TASK DIRECTIONS —
List every line of the items that contains the string "high".

(Excerpt from a dataset)
....................
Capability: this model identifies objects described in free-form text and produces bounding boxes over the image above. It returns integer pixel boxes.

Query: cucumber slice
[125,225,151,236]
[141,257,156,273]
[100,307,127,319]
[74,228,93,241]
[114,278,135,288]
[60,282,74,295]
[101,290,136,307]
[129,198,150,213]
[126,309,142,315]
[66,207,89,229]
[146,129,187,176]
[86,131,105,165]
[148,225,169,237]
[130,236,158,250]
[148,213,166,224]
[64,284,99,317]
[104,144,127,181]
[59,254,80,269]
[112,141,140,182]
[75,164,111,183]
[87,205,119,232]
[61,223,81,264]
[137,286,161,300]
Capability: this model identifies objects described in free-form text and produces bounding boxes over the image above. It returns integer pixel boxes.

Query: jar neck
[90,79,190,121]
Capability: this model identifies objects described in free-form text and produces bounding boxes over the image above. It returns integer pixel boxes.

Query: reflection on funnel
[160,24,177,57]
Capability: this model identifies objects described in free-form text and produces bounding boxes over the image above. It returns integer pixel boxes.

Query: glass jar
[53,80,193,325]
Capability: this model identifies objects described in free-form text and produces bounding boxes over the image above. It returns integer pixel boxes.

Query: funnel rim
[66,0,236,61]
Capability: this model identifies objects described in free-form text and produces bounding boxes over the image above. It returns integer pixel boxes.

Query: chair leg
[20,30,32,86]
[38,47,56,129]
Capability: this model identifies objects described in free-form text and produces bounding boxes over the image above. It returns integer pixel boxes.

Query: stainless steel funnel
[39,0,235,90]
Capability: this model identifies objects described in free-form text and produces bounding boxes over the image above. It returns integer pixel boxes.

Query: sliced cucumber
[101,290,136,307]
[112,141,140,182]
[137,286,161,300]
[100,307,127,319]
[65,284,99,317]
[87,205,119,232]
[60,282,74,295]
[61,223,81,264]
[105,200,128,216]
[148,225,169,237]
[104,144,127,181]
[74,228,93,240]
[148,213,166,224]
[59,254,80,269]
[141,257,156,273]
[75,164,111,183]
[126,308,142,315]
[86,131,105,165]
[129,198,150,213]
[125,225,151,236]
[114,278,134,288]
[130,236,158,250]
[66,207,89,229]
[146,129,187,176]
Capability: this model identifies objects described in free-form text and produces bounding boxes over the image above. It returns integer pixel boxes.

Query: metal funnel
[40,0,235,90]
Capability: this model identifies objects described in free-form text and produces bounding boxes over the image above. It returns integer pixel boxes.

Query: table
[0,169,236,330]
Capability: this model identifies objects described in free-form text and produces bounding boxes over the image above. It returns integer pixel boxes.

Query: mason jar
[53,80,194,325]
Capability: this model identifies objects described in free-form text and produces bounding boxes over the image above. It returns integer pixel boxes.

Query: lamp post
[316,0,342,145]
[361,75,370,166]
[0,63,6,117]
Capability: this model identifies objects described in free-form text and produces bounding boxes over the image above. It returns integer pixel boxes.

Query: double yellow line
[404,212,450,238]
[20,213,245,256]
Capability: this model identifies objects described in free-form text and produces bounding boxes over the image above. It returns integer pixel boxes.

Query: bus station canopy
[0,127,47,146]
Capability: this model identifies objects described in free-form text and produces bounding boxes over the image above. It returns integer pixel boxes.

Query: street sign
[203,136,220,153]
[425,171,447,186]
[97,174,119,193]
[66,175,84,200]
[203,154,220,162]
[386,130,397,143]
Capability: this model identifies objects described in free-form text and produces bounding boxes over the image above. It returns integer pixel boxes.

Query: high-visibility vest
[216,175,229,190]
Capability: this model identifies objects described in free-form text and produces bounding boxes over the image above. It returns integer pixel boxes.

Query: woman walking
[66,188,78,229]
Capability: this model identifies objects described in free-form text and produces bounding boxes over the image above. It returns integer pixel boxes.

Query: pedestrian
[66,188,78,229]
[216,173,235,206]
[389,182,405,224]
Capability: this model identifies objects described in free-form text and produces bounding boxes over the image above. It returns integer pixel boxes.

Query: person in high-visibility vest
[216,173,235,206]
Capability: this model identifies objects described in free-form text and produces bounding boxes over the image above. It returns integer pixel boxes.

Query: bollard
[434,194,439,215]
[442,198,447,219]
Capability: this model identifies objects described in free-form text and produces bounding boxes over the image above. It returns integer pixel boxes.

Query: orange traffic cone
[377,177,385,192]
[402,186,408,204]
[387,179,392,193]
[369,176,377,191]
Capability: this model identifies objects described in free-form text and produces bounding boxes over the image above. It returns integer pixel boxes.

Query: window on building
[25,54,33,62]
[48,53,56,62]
....................
EXERCISE SOLUTION —
Query: high-visibility vest
Query: person in high-visibility vest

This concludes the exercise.